**TEXT PASSAGE**
Thematic funds that existed for the entire five-year period ending June 30 enjoyed annualised returns of 7.3 per cent, but the typical investor received only 2.4 per cent a year as many bought in after the bulk of returns had been made.

The return gaps were far wider in exchange traded funds than in thematic mutual funds, the researchers found.

Matias Mottola, head of manager research at Morningstar, said the disappointing returns achieved by investors were a feature of the funds’ volatility and the fact that they were vulnerable to rapid changes in fashions.

“Many of these funds have very strong returns as they rise from obscurity to being in the headlines and then investments start coming in,” said Mottola. “But partly because of the nature of these products, after they boom in popularity, the money goes elsewhere,” he said.

Bar chart of Annualised percentage returns five years to June 30 showing Investors miss out on thematic returns

The Morningstar research found the returns gap was widest for “energy transition” funds, with an “eye-watering” 11.9 percentage point gulf between the funds’ annualised returns over the five-year period (14 per cent) and what the average dollar invested in the funds gained over the same period (2.1 per cent a year).

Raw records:
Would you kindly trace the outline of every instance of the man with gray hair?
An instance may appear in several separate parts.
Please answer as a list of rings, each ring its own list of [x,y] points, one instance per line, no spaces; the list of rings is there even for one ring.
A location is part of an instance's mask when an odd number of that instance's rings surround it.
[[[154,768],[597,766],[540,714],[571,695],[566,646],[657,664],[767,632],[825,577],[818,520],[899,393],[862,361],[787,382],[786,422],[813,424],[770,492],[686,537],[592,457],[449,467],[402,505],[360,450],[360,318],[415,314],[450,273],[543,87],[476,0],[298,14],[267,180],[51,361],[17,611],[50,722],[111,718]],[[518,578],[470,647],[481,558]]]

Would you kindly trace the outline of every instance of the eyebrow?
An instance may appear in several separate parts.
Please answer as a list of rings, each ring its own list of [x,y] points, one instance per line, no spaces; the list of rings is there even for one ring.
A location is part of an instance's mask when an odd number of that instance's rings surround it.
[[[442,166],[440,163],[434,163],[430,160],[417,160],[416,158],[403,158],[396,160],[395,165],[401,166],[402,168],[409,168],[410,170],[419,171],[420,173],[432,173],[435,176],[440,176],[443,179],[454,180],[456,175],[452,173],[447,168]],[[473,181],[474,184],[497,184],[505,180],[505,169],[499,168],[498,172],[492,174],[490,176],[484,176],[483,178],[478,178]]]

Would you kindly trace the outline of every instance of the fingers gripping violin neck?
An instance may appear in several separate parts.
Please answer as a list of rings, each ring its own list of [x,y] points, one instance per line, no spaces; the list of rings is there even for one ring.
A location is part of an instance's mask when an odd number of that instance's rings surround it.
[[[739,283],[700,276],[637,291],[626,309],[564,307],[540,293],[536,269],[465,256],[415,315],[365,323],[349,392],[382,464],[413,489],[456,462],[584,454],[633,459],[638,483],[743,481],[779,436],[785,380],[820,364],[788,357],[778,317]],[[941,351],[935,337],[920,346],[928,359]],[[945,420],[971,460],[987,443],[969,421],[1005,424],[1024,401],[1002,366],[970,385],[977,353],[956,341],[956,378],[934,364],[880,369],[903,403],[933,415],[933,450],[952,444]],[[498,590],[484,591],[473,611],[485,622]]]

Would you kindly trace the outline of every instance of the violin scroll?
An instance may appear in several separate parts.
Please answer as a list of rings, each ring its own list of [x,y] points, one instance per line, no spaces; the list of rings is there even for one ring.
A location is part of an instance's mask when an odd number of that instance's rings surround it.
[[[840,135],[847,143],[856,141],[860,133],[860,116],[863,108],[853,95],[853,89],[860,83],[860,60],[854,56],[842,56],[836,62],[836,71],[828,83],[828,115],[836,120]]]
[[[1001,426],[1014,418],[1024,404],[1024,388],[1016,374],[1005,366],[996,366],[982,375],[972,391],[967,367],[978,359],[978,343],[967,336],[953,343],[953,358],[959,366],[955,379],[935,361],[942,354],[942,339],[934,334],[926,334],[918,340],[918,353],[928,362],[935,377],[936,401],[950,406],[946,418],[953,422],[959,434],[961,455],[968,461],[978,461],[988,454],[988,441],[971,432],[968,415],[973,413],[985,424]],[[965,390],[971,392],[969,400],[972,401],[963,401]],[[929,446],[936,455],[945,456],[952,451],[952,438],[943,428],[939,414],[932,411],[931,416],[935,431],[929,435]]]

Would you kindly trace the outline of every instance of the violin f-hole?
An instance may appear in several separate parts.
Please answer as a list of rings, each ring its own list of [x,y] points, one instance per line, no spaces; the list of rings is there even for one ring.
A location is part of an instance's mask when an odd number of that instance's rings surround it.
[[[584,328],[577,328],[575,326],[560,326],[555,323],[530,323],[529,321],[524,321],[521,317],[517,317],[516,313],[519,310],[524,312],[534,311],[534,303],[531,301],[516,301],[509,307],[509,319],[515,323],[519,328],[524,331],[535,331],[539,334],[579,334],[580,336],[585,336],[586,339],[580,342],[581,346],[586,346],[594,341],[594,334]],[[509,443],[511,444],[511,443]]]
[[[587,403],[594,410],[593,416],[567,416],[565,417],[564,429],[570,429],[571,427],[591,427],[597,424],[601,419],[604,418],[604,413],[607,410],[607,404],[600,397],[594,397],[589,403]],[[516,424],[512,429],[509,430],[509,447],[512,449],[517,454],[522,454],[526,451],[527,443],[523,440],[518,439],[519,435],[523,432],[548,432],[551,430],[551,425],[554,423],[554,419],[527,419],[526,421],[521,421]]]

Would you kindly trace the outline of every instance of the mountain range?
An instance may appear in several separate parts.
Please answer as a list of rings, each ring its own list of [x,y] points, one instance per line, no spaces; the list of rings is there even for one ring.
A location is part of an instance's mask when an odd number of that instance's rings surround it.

**INSTRUCTIONS TO FOLLOW**
Pick up the passage on investor returns from thematic funds after its last sentence and continue it. The records stand apart from the text and are separate material.

**RESPONSE TO THE EXERCISE**
This was followed closely by future mobility funds and vehicles targeting multiple technologies — a Morningstar grouping that includes the Ark Innovation ETF (ARKK).

Laith Khalaf, head of investment analysis at AJ Bell, a UK retail brokerage platform, said investors should always be wary of trying to time the market.

“It’s incredibly easy to get carried away with sentiment and simply end up buying high and selling low,” Khalaf said.

“This applies to all areas of the market but thematic funds are probably at particular risk of encouraging this behaviour because they often operate in areas which are fashionable or newsworthy, such as ESG or technology.”

He recommended that investors interested in thematics try to adopt a long-term approach, “rather than buying and selling on herd instinct”.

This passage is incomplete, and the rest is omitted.